Short task:
Carry on the forum thread about testing the embedded Laplace branch of CmdStan, starting right after its final post.

Selection:

[start]

I'd love that! atm I'm trying to resolve some issues with the second solver and the gp motorcycle problem. I will ping you when we have a version ready
@avehtari @mitzimorris can you both try this branch of cmdstan I have setup
https://github.com/stan-dev/cmdstan/tree/laplace_test
I always get annoyed by github submodules but I think you should be able to copy paste the below to get all the submodules with the branches correct for the branch of stan math
# assuming you are in a cmdstan repo
git pull
git fetch origin laplace_test
# 4. Check it out locally
git switch laplace_test
# 5. Sync all submodules to the exact commits recorded in the branch
git submodule update --init --recursive
# 6. (Optional) Verify everything is on the expected commits
# should be aad582ba0221f140af2487922f27bd9868bd0d98
git submodule status
# just to make sure math updated go down and pull the branch
cd stan/lib/stan_math/
git pull origin fix/laplace-line-search
cd ../../../
After that you should be able to just run the standard make build commands to make cmdstan with the new stan math branch
# from the top folder of cmdstan repo
make clean-all
make -j4 build
If you cd into ./stan/lib/stan_math/ it should have commit hash bae4dead234d9c763ffcb9a379831bbd3b2194f8
If you have any issues pulling from the above please lmk!
@SteveBronder does your branch include the new function signature?
@avehtari are you referring to the mean arguments to the helpers? It should. The instructions steve posted should also download the nightly build of stanc which will know about them
I ran the new branch on a spatial GP model with approx 1600 data points. there is some improvement - the sampler crawls instead of hanging.
@avehtari - this is the function sig that works for me:
target += laplace_marginal(spatial_likelihood,
(y, mu_fixed, sigma_obs),
spatial_covariance,
(coords_vec, sigma_spatial, length_scale));
@mitzimorris could you send me your model? I will take a look! It could be that the laplace values start far away and have to do a lot of iterations to get reasonable theta parameters.
I got it working, and no more nans or infs, but still giving sometimes wrong answer. In the roaches Poisson varying coeffcient model there are still 10 out of 258 problematic observations. From these, 3 observations are such that the errors are very big. For all these, the error is big only for some parameter values (7% to 42% of posterior draws). You can get big errors, for example with these
y=183, mu= 0.6, sigmaz=2.0
y= 91, mu=-0.2, sigmaz=2.0
y=171, mu=-0.6, sigmaz=2.0
The correct values are about -9.301779 -8.575111 -11.049838, but the laplace_marginal returns -670.6946 -342.7156 -809.0462.
I did not yet try playing with the tolerances
The simplified roaches model for testing is the same as in https://discourse.mc-stan.org/t/embedded-laplace-numerical-problem/39700
Thanks Aki! I will check this out
So I just updated the example with new data and, at least running laplace for each data point, it looks like it is having trouble with the first set of y and mu.

[end]

Supplied data:

[start]

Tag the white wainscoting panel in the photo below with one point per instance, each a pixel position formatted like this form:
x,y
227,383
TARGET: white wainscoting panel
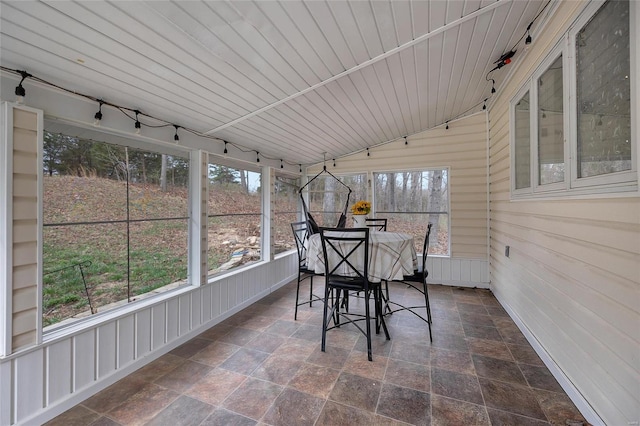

[end]

Reply to the exercise:
Laplace result: -1621.34
Integrated result: -27.6813
results for y,mu[0]: (183, 0.6):
laplace: -666.94
integrated: -9.47139
difference: -657.468
results for y,mu[1]: (91, -0.2):
laplace: -8.88515
integrated: -8.88423
difference: -0.000916134
results for y,mu[2]: (171, 0.6):
laplace: -9.32621
integrated: -9.32572
difference: -0.000487337
let me look into this and get back to you. It may just be an issue with bad tuning parameters for the search
I examined which posterior draws lead to big error with that y=183. The color indicates the absolute error, but it is either big or small
With other observations, there are similar stripes with varying width in the parameter space which lead to big error
Ty! So I updated c1 and c2 for the wolfe line search and it looks like these are giving more sensible values now. Maybe those bands have an odd curvature?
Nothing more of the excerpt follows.